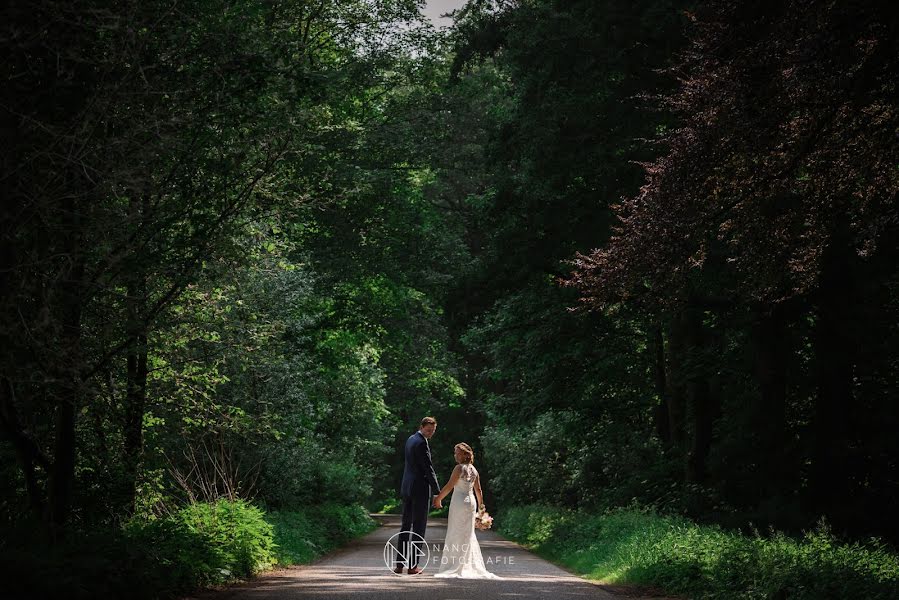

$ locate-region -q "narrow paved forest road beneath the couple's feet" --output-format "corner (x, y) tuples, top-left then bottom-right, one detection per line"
(190, 515), (676, 600)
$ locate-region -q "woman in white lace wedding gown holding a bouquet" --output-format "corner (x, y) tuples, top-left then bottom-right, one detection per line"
(434, 443), (502, 579)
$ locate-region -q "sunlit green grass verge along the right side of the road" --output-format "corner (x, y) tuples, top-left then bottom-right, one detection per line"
(497, 505), (899, 600)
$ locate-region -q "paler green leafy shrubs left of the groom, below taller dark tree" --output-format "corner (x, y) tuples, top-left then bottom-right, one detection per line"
(136, 237), (389, 511)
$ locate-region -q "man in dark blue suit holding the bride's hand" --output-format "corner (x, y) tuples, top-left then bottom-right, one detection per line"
(393, 417), (440, 575)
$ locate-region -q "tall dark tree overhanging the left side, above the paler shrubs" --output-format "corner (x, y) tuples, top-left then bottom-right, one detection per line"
(0, 1), (428, 529)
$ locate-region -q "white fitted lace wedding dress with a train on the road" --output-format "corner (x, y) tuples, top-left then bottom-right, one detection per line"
(434, 464), (502, 579)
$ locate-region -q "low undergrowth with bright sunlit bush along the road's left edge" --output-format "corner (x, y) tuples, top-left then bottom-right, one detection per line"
(0, 500), (377, 600)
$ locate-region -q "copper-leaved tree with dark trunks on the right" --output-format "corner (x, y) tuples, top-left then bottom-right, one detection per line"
(568, 1), (899, 536)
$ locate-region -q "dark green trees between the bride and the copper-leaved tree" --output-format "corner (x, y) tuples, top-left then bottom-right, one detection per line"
(425, 0), (682, 507)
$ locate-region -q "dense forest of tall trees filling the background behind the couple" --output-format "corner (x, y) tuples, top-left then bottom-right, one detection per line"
(0, 0), (899, 597)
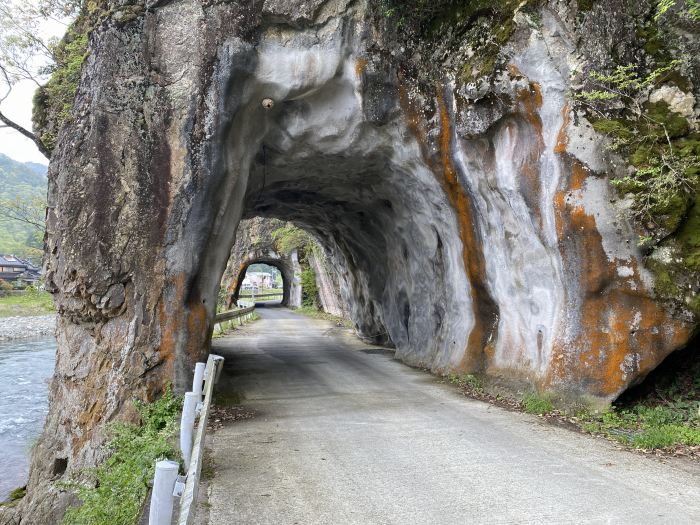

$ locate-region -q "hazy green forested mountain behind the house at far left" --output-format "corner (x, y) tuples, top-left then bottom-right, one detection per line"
(0, 153), (47, 262)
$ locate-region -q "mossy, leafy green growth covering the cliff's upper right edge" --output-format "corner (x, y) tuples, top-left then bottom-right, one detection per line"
(575, 0), (700, 315)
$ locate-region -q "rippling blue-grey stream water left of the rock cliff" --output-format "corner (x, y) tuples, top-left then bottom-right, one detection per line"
(0, 337), (56, 501)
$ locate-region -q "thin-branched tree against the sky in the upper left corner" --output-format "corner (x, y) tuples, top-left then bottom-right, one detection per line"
(0, 0), (81, 158)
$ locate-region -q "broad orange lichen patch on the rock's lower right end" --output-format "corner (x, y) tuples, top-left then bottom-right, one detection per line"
(547, 159), (689, 399)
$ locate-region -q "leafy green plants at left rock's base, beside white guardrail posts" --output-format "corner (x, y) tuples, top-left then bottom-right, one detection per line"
(63, 388), (182, 525)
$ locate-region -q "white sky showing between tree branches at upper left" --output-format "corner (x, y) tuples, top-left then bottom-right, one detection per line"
(0, 14), (66, 164)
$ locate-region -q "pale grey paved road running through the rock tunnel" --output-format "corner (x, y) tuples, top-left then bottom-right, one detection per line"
(209, 308), (700, 525)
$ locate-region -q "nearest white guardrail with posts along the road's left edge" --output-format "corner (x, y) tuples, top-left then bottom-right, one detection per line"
(148, 354), (224, 525)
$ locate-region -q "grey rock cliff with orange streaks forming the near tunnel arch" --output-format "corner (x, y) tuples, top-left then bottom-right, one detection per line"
(9, 0), (700, 523)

• [Problem]:
All of the entries above are to be duplicated exactly, with every image left out.

• [Finished exercise]:
$ locate-region -q "narrow paved forest road beneath the couple's feet" --output-format "corner (x, y) tuples, top-left then bottom-right, one detection per line"
(190, 515), (676, 600)
$ locate-region -q "woman in white lace wedding gown holding a bouquet" --output-format "corner (x, y) tuples, top-left then bottom-right, one detection per line"
(434, 443), (502, 579)
$ locate-region -q "sunlit green grass verge along the right side of the road" --output-format "corner (x, y) tuples, top-left then bottom-right, one detection per line"
(497, 505), (899, 600)
$ locate-region -q "paler green leafy shrubs left of the groom, below taller dark tree" --output-format "corner (x, y) tuples, top-left then bottom-right, one detection per line"
(136, 237), (389, 511)
$ locate-region -q "man in dark blue suit holding the bride's hand" --output-format "corner (x, y) tuples, top-left then bottom-right, one detection per line"
(393, 417), (440, 575)
$ locate-region -q "tall dark tree overhanging the left side, above the paler shrubs" --output-format "corner (x, y) tuples, top-left then bottom-right, one detection per line"
(0, 1), (428, 529)
$ locate-region -q "white fitted lace wedding dress with a train on the road" --output-format "corner (x, y) tuples, top-left then bottom-right, one detection per line"
(434, 464), (502, 579)
$ locate-region -q "low undergrowth with bright sunlit bush along the road's left edge" --output-format "corner (x, y) tuples, top-left then bottom-right, one detection per line"
(0, 500), (377, 600)
$ locate-region -q "copper-leaved tree with dark trunks on the right" --output-format "corner (x, y) tuples, top-left then bottom-right, one detection per line"
(568, 1), (899, 536)
$ locate-region -q "dark green trees between the bride and the copper-leaved tree" --output-format "corner (x, y) tuples, top-left then bottom-right, one detection per line"
(425, 0), (682, 507)
$ locate-region -q "dense forest of tall trees filling the background behind the couple" --output-format "corner (x, y) tuples, top-left then bottom-right, one detection per line"
(0, 0), (899, 597)

$ locate-region -q "hazy green forested mountain behind the house at far left" --output-format "corner (x, y) tuples, top-left then bottom-right, one detection per line"
(0, 153), (47, 262)
$ locate-region -q "mossy, leafy green growth covering the cliff's upper right edge" --output-format "corner (x, y) tuples, top-left then bottom-right, one detection per line"
(575, 0), (700, 315)
$ locate-region -q "rippling blue-grey stream water left of the rock cliff" --output-format "corner (x, y) tuples, top-left then bottom-right, one detection per line"
(0, 337), (56, 501)
$ locate-region -q "thin-branched tree against the sky in the upper left corner" --output-format "corner (x, y) tuples, top-left then bottom-right, one detection per line"
(0, 0), (81, 158)
$ locate-region -q "broad orange lichen patch on the rock's lower right end" --output-format "corner (x, y) tuples, top-left then bottom-right, one detection per line"
(547, 159), (689, 399)
$ locate-region -q "leafy green plants at left rock's base, beside white guardrail posts" --output-format "corner (x, y) tuples, top-left then bottom-right, one detection per line"
(63, 388), (182, 525)
$ locate-region -q "white sky showing between tree branches at upper left" --output-format "corner (x, y) tuples, top-left then bottom-right, one detection per line"
(0, 14), (66, 164)
$ locate-region -q "pale grey paved road running through the rock tunnel" --output-format "corner (x, y) tuples, top-left then bottom-right, one detection per line"
(209, 308), (700, 525)
$ locate-region -q "nearest white guardrail with posts along the road's left edge" --output-format "corner (x, y) tuples, top-left then bottom-right, one detection per line"
(148, 354), (224, 525)
$ locate-region -q "grey rock cliff with orange streaks forming the near tunnel arch" --output-format "corner (x, y) tuples, top-left then bottom-right, one detection per line"
(9, 0), (700, 523)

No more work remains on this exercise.